### [THE EXERCISE]
Copy out every row below word for word, without changing any character.

### [TASK INPUTS]

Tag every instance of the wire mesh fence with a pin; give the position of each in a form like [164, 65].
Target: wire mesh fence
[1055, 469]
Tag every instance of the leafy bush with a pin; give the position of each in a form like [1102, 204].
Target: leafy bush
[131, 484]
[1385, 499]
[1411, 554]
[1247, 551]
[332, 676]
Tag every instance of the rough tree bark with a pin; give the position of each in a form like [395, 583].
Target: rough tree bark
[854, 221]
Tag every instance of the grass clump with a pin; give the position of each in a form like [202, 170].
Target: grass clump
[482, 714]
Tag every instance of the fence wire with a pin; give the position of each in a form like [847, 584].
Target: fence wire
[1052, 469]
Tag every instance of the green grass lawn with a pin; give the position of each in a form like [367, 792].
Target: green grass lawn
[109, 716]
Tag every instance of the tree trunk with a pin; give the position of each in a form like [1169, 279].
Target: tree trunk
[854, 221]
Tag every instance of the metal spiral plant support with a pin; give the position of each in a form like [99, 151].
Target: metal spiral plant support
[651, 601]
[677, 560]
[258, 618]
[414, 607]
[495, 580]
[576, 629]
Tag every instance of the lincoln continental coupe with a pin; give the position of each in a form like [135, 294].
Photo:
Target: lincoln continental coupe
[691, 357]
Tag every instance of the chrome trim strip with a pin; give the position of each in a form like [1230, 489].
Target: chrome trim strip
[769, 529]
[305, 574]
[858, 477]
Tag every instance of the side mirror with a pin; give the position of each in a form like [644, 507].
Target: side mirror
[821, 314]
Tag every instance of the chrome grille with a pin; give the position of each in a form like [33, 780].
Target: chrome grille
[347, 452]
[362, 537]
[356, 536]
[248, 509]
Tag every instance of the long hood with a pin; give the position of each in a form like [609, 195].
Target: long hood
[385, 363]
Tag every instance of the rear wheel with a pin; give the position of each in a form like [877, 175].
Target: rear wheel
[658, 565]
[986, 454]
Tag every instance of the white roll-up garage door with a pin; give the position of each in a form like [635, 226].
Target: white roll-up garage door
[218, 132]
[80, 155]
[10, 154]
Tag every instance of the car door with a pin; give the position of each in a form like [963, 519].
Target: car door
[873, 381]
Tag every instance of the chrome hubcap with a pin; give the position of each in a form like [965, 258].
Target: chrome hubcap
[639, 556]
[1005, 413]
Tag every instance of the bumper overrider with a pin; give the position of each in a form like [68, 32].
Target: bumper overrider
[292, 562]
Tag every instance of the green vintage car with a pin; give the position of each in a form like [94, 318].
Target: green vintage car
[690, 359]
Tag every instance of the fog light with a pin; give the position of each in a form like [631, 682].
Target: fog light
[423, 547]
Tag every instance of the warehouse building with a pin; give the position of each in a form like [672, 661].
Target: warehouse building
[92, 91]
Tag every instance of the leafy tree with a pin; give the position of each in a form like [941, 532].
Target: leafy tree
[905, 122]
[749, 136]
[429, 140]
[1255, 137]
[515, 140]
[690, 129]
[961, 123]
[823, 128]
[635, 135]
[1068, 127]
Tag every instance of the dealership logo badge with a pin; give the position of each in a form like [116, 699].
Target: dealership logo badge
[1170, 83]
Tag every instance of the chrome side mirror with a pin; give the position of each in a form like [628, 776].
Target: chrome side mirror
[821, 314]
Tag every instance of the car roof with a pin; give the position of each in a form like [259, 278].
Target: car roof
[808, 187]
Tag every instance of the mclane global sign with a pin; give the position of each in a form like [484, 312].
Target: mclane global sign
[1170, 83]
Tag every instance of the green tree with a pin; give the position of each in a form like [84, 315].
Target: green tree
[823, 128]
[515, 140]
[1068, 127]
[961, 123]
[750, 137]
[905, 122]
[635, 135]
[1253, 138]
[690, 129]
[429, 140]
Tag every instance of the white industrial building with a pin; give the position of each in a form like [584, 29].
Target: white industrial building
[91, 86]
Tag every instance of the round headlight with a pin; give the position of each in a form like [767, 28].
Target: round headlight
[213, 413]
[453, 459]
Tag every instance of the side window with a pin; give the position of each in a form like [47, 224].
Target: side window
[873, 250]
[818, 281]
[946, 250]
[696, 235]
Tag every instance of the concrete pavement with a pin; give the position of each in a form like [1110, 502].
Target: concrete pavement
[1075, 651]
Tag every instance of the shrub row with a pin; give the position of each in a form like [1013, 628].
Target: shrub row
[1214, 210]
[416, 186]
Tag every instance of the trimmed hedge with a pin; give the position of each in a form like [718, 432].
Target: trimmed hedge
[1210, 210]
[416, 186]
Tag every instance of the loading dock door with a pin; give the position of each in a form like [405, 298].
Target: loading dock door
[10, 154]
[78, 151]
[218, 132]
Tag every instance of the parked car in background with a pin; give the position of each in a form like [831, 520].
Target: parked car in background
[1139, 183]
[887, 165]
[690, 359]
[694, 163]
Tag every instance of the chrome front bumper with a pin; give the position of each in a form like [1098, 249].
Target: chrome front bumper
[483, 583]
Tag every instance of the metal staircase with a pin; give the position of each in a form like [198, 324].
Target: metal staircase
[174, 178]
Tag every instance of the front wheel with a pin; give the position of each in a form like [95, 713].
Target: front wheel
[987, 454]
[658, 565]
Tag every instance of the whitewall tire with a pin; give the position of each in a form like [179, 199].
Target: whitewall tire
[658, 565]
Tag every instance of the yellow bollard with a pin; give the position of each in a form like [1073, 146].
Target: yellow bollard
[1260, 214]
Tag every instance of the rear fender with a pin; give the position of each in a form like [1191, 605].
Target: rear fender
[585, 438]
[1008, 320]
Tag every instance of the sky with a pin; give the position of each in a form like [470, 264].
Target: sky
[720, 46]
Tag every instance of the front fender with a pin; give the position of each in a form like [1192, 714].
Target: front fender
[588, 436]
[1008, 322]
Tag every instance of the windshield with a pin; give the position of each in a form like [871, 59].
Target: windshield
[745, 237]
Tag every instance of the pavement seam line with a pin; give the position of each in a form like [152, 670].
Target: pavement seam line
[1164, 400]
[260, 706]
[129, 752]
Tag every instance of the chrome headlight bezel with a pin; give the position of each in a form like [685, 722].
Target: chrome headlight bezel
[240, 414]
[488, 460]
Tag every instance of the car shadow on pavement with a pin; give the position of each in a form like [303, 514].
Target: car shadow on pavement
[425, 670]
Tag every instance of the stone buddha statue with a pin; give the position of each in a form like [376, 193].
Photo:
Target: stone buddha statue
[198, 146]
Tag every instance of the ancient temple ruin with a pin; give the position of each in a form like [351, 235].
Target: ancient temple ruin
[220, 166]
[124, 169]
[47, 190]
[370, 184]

### [THE ANSWER]
Tag every instance of the wire mesh fence with a pin; give the position of each in a form like [164, 65].
Target: wire mesh fence
[1055, 469]
Tag every instance of the leafy bush with a pin; give the position of each in a form like [1102, 204].
Target: leafy bush
[131, 484]
[1385, 499]
[1411, 554]
[1247, 551]
[332, 676]
Tag every instance of the rough tree bark with a pin; give the position of each in a form like [395, 583].
Target: rough tree bark
[854, 221]
Tag every instance of the grass clump with a pin; give the position of each in a form like [202, 170].
Target: grass clump
[482, 714]
Tag every instance of the fence wire with a pin; give the position of each in a form like [847, 584].
Target: fence wire
[1052, 469]
Tag every instance of the green grass lawn with a pin; give the position of each in a form like [367, 792].
Target: green grass lawn
[109, 716]
Tag every instance of the tree trunk with a pin; give the position of each in a form like [1169, 279].
Target: tree trunk
[854, 221]
Tag every instance of the metal spiral plant support with a pin; give the position of each in a form like [99, 151].
Target: metal spiral plant support
[651, 601]
[677, 560]
[258, 618]
[414, 607]
[495, 580]
[576, 629]
Tag every instance of the lincoln continental coupe with a pin; give the position of each in a form like [135, 294].
Photo:
Target: lincoln continental coupe
[691, 357]
Tag every instance of the chrome trim strip with a pin; give the position of each in a form like [1230, 489].
Target: chrome trim strip
[769, 529]
[305, 574]
[858, 477]
Tag every instance of the side mirror with a pin; give the position of each in a form like [644, 507].
Target: side mirror
[821, 314]
Tag every instance of the chrome grille with a pin; give the position of each in a form like [33, 780].
Target: chrome grille
[347, 452]
[362, 537]
[356, 536]
[248, 509]
Tag every instance of the long hood with a pin; give the position of each in a form like [609, 195].
Target: long hood
[385, 363]
Tag every instance of the rear wheel with a pin; give the position of each in a form like [877, 175].
Target: rear wheel
[658, 565]
[986, 454]
Tag every instance of the white roll-up garage door with a pin; give the position of each in a form like [635, 226].
Target: white roll-up garage door
[218, 132]
[80, 155]
[10, 154]
Tag every instance of the car door with a pin; give the position of each in a form like [963, 519].
Target: car door
[873, 381]
Tag every instance of the chrome hubcap with a pin; give the position of each in a form like [965, 258].
Target: chrome hubcap
[639, 556]
[1005, 413]
Tag every instance of the bumper overrider with a pin; give the position of each in a form like [68, 32].
Target: bumper overrider
[292, 562]
Tag every instance of the green vintage car with a pin; give the position of each in a form like [94, 318].
Target: green vintage car
[690, 359]
Tag every instance of the fog light with a pin; give the position of each in a form like [631, 682].
Target: fog light
[423, 547]
Tag every instance of the warehouse building with a pin; give the position of each in a form like [672, 661].
Target: warehouse building
[92, 91]
Tag every instance of the leafy tree with a pin; give the position of each in a form like [941, 532].
Target: leafy tree
[905, 122]
[749, 136]
[429, 140]
[1255, 137]
[515, 140]
[690, 129]
[961, 123]
[823, 128]
[635, 135]
[1068, 127]
Tag every instance of the dealership logo badge with a pin; give the position of each in a form like [116, 699].
Target: dealership logo badge
[1170, 83]
Tag every instance of the chrome side mirror with a pin; give the position of each in a form like [628, 776].
Target: chrome side mirror
[821, 314]
Tag every instance of the car roof with a pin; give the position of each in a form like [259, 278].
Target: car roof
[808, 187]
Tag every instance of the mclane global sign with a pin; give the position of each in a form like [484, 312].
Target: mclane global sign
[1170, 83]
Tag every instance of the green tree with a pin; give the position of each in a form like [84, 315].
Target: green tree
[823, 128]
[515, 140]
[1068, 127]
[961, 123]
[750, 137]
[905, 122]
[635, 135]
[1253, 138]
[690, 129]
[429, 140]
Tag every instance of the white industrial building with a pin; give the position of each in a form like [584, 29].
Target: white industrial building
[91, 86]
Tag every instance of the round headlight with a pin; give the position of each in a form like [767, 28].
Target: round headlight
[213, 413]
[453, 459]
Tag every instance of the side window with a pin; give the position of each in a form like [47, 224].
Target: side window
[873, 250]
[818, 281]
[946, 250]
[696, 235]
Tag every instance of the concrete pavement with a pin; give the position of each in a form like [1110, 502].
Target: concrete pavement
[1075, 651]
Tag every instance of the shrub row with a pin; give the position of each in a form like [1013, 628].
Target: shrub row
[1214, 210]
[416, 186]
Tag every instance of the trimmed hedge with a pin; give the position of each in a form like [718, 432].
Target: trimmed hedge
[1210, 210]
[416, 186]
Tag every instance of the loading dock door with a pin; give the position of each in a form like [405, 298].
Target: loading dock door
[10, 154]
[78, 151]
[218, 132]
Tag every instance of the parked car in background with a pin; give the position of each in a form like [831, 520].
Target: parked car in background
[1139, 183]
[887, 165]
[690, 359]
[694, 163]
Tag every instance of the chrome front bumper with a pin; give the position of each in a form like [1098, 249].
Target: chrome front bumper
[483, 583]
Tag every instance of the metal staircase with a pin; give the position of each in a form like [198, 324].
Target: metal staircase
[174, 178]
Tag every instance of the front wheel with a pin; give the position of each in a form like [95, 713].
Target: front wheel
[987, 454]
[658, 565]
Tag every instance of the whitewall tire with a pin; give the position of each in a form like [179, 199].
Target: whitewall tire
[658, 565]
Tag every instance of the yellow bollard with a pin; give the position of each in a form like [1073, 146].
Target: yellow bollard
[1260, 214]
Tag every instance of the rear fender with a pin; give the position of each in a form like [1191, 605].
Target: rear fender
[585, 438]
[1008, 320]
Tag every instance of the sky with a pin; give the position of each in a form like [470, 264].
Target: sky
[720, 46]
Tag every instance of the front fender with a pin; give the position of each in a form like [1192, 714].
Target: front fender
[588, 436]
[1008, 322]
Tag every instance of the windshield with a pin; give the position of each in a form like [871, 59].
Target: windshield
[745, 237]
Tag every instance of the pavement seam line with a pin; give the position of each in a form like [152, 670].
Target: pavement seam line
[1164, 400]
[260, 706]
[129, 752]
Tag every instance of the chrome headlight bezel with a pin; give the position of each in a form like [685, 722].
Target: chrome headlight bezel
[240, 414]
[488, 460]
Tag every instance of the car shadow on pavement with a pin; give the position of each in a form like [303, 514].
Target: car shadow on pavement
[425, 670]
Tag every instance of the stone buddha statue with a pin; give the position of each in a form like [376, 193].
Photo:
Target: stone buddha statue
[198, 146]
Tag every instance of the ancient temple ruin with a pin; give the position of each in a form like [351, 235].
Target: ancient temple ruin
[220, 166]
[124, 169]
[47, 190]
[370, 184]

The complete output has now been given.